• [Stated exercise]: Repeat the following lines exactly and nothing else: the line containing "# segment --target white bedding" and each line after it through the end of the listing.

• [Given records]:
------------------------------------------------
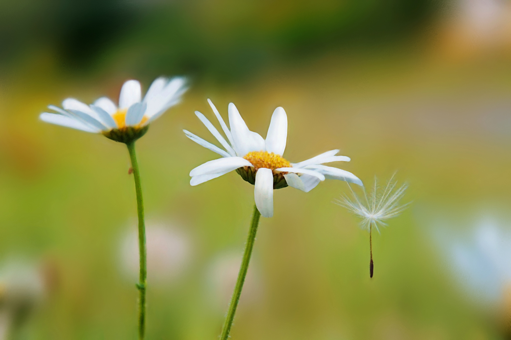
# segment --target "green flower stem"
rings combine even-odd
[[[256,233],[257,233],[257,227],[259,224],[259,217],[261,213],[258,210],[257,207],[254,205],[254,213],[252,216],[252,222],[250,223],[250,229],[248,232],[248,237],[247,238],[247,244],[245,246],[245,253],[243,254],[243,260],[241,262],[240,272],[238,274],[238,280],[236,286],[234,287],[234,292],[230,299],[229,305],[229,311],[227,313],[225,323],[224,324],[220,335],[220,340],[227,340],[229,337],[230,327],[233,326],[234,320],[234,314],[236,312],[236,307],[240,301],[240,296],[241,295],[241,289],[243,288],[243,283],[245,282],[245,277],[247,276],[247,270],[248,269],[248,263],[250,261],[250,256],[252,255],[252,250],[254,246],[254,241],[256,240]]]
[[[131,169],[135,178],[136,192],[136,208],[138,213],[138,252],[140,254],[140,276],[136,285],[138,289],[138,339],[143,340],[146,332],[146,288],[147,279],[147,252],[146,249],[146,224],[144,220],[144,200],[142,187],[140,184],[140,172],[135,153],[135,142],[126,143],[131,159]]]

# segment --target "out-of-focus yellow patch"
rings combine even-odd
[[[128,113],[128,109],[123,108],[118,110],[117,112],[112,115],[112,118],[117,124],[117,128],[122,129],[126,126],[126,114]],[[142,120],[140,123],[135,125],[135,127],[140,127],[144,125],[144,123],[147,121],[149,118],[146,116],[142,117]]]

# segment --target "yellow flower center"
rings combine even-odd
[[[112,115],[112,118],[113,118],[113,120],[115,121],[115,124],[117,124],[118,129],[122,129],[123,127],[125,127],[126,126],[126,114],[128,113],[128,109],[122,108],[119,109],[117,110],[117,112]],[[147,121],[149,118],[147,116],[144,116],[142,117],[142,120],[140,121],[140,123],[135,125],[135,127],[140,127],[144,123]]]
[[[287,160],[268,151],[252,151],[245,155],[243,158],[252,163],[256,171],[260,168],[274,170],[279,168],[291,167],[291,163]]]

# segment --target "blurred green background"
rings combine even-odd
[[[147,89],[184,75],[183,102],[137,144],[148,339],[217,338],[248,231],[250,185],[235,172],[189,184],[217,157],[181,131],[213,141],[193,114],[214,119],[207,98],[224,119],[234,102],[263,137],[283,106],[287,159],[340,149],[352,161],[336,166],[368,187],[398,170],[413,202],[373,235],[370,279],[368,234],[333,203],[345,183],[276,191],[233,338],[509,338],[511,271],[481,302],[446,233],[469,238],[488,215],[511,226],[510,13],[482,0],[0,2],[0,292],[24,266],[42,282],[14,337],[136,338],[126,148],[38,116],[68,97],[117,102],[129,79]]]

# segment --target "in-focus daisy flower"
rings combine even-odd
[[[184,78],[160,77],[153,82],[142,99],[140,83],[128,80],[121,89],[119,106],[106,97],[90,105],[67,98],[62,102],[63,109],[50,105],[49,108],[58,113],[44,112],[39,117],[47,123],[102,133],[116,142],[128,143],[144,135],[149,124],[179,103],[187,89]]]
[[[363,198],[359,197],[355,193],[351,186],[352,197],[345,194],[337,200],[337,203],[346,208],[362,219],[360,226],[369,231],[369,247],[370,254],[370,261],[369,270],[370,277],[373,277],[374,264],[373,261],[373,226],[380,232],[379,226],[386,226],[385,221],[395,217],[404,210],[410,202],[400,205],[399,200],[405,194],[408,185],[404,184],[397,188],[398,182],[394,180],[394,175],[392,175],[383,188],[379,187],[376,178],[373,191],[368,196],[364,188]]]
[[[362,185],[362,181],[351,172],[323,165],[333,162],[349,162],[349,157],[335,155],[338,150],[327,151],[297,163],[291,163],[284,158],[282,155],[287,139],[287,116],[282,107],[277,107],[273,112],[266,139],[264,139],[248,129],[233,103],[229,104],[229,128],[211,101],[208,99],[207,101],[227,140],[202,114],[195,111],[225,150],[183,130],[192,141],[222,156],[192,170],[190,174],[192,186],[236,170],[243,179],[254,186],[256,205],[261,215],[271,217],[273,215],[273,189],[289,186],[308,192],[325,178]]]
[[[213,103],[209,99],[207,101],[227,140],[202,114],[195,111],[199,119],[224,149],[183,130],[192,141],[222,156],[192,170],[190,184],[195,186],[236,170],[243,179],[254,185],[256,201],[238,279],[220,334],[221,340],[227,340],[248,269],[260,217],[261,215],[271,217],[273,215],[273,190],[289,186],[308,192],[325,178],[345,180],[360,186],[362,184],[362,181],[350,172],[323,165],[339,161],[349,162],[348,157],[335,155],[338,150],[332,150],[298,163],[291,163],[284,158],[282,155],[287,140],[287,116],[282,107],[275,109],[266,138],[264,139],[248,129],[234,104],[229,104],[228,127]]]
[[[126,144],[128,147],[131,161],[128,174],[132,173],[135,180],[138,217],[140,266],[139,283],[136,287],[140,294],[138,338],[141,339],[145,336],[147,261],[144,201],[135,142],[147,132],[149,124],[180,101],[181,96],[187,89],[185,82],[182,77],[171,79],[158,78],[153,82],[142,99],[140,83],[137,80],[128,80],[121,89],[119,106],[106,97],[102,97],[90,105],[74,98],[67,98],[62,102],[63,108],[54,105],[48,106],[57,114],[44,112],[39,116],[41,120],[48,123],[102,133],[115,142]]]

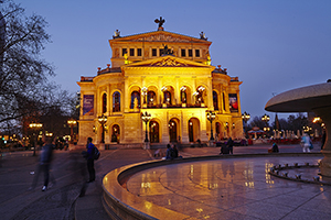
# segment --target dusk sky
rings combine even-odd
[[[25,13],[49,22],[52,43],[44,59],[56,69],[54,81],[72,92],[81,76],[96,76],[110,64],[114,31],[121,36],[164,31],[212,42],[212,65],[227,68],[241,86],[242,112],[253,118],[277,94],[331,79],[330,0],[20,0]],[[280,113],[279,118],[288,114]]]

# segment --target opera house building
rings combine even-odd
[[[111,40],[110,64],[81,77],[79,142],[166,146],[242,139],[238,77],[211,65],[212,42],[158,31]],[[212,140],[212,141],[210,141]],[[215,141],[214,141],[215,140]]]

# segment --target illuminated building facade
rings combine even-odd
[[[211,65],[211,42],[158,31],[111,40],[111,65],[81,77],[79,143],[189,144],[243,138],[238,77]],[[212,123],[207,112],[215,112]],[[147,124],[141,113],[151,114]],[[98,118],[107,121],[102,124]],[[211,128],[212,124],[212,128]]]

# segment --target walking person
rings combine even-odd
[[[310,138],[307,133],[305,133],[302,139],[301,139],[302,151],[303,152],[310,152],[310,148],[309,148],[310,144],[311,144]]]
[[[323,135],[322,135],[322,141],[321,141],[321,150],[324,148],[325,139],[327,139],[327,132],[325,132],[325,130],[323,130]]]
[[[167,153],[166,153],[166,160],[173,160],[173,148],[170,144],[167,144]]]
[[[232,141],[232,138],[228,138],[226,145],[227,145],[227,148],[228,148],[229,153],[233,154],[233,141]]]
[[[49,186],[50,182],[50,169],[51,169],[51,162],[53,157],[53,147],[54,145],[52,144],[52,138],[46,136],[45,144],[42,146],[41,155],[40,155],[40,162],[36,168],[36,174],[33,178],[32,186],[30,189],[34,189],[39,175],[41,172],[44,173],[44,186],[42,188],[42,191],[45,191]],[[55,179],[52,179],[53,184],[55,184]]]
[[[95,180],[95,169],[94,169],[95,145],[92,143],[92,141],[93,141],[92,138],[87,138],[87,144],[86,144],[87,152],[85,153],[85,157],[87,160],[87,170],[89,175],[89,179],[87,180],[87,183],[92,183]]]

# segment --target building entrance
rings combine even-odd
[[[169,121],[169,136],[170,142],[177,142],[177,122],[172,119]]]
[[[150,136],[150,143],[159,143],[159,123],[156,121],[149,122],[149,136]]]

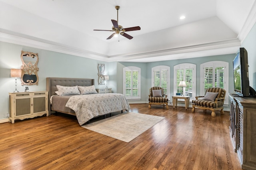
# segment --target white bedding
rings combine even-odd
[[[98,93],[71,97],[66,107],[73,110],[80,125],[93,117],[118,111],[129,111],[125,96],[119,93]]]

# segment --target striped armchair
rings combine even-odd
[[[201,109],[212,111],[212,117],[216,116],[215,111],[220,110],[220,113],[224,114],[223,104],[225,95],[226,90],[223,89],[218,87],[207,89],[204,96],[197,96],[195,97],[196,100],[192,101],[192,112],[194,112],[195,108],[197,107]],[[202,99],[198,99],[200,98]]]
[[[164,89],[160,87],[153,87],[149,91],[148,95],[148,108],[151,108],[151,105],[162,105],[166,106],[168,109],[167,95],[164,94]]]

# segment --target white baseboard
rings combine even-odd
[[[0,120],[0,123],[6,123],[6,122],[9,122],[9,119]]]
------------------------------------------------
• [Result for this task]:
# segment --target white bedding
rings combine even-odd
[[[98,93],[71,97],[66,107],[73,110],[80,125],[93,117],[118,111],[129,111],[125,96],[119,93]]]

# segment --target striped armchair
rings combine even-odd
[[[201,109],[212,111],[212,117],[216,116],[215,111],[220,110],[220,113],[224,114],[223,104],[225,95],[226,90],[223,89],[218,87],[207,89],[204,96],[197,96],[195,97],[196,100],[192,101],[192,112],[194,112],[195,108],[197,107]],[[202,99],[198,99],[200,98]]]
[[[164,89],[160,87],[153,87],[149,91],[148,95],[148,108],[151,108],[151,105],[162,105],[166,106],[168,109],[167,95],[164,94]]]

# segment --target white baseboard
rings combine even-odd
[[[0,120],[0,123],[6,123],[6,122],[9,122],[9,119]]]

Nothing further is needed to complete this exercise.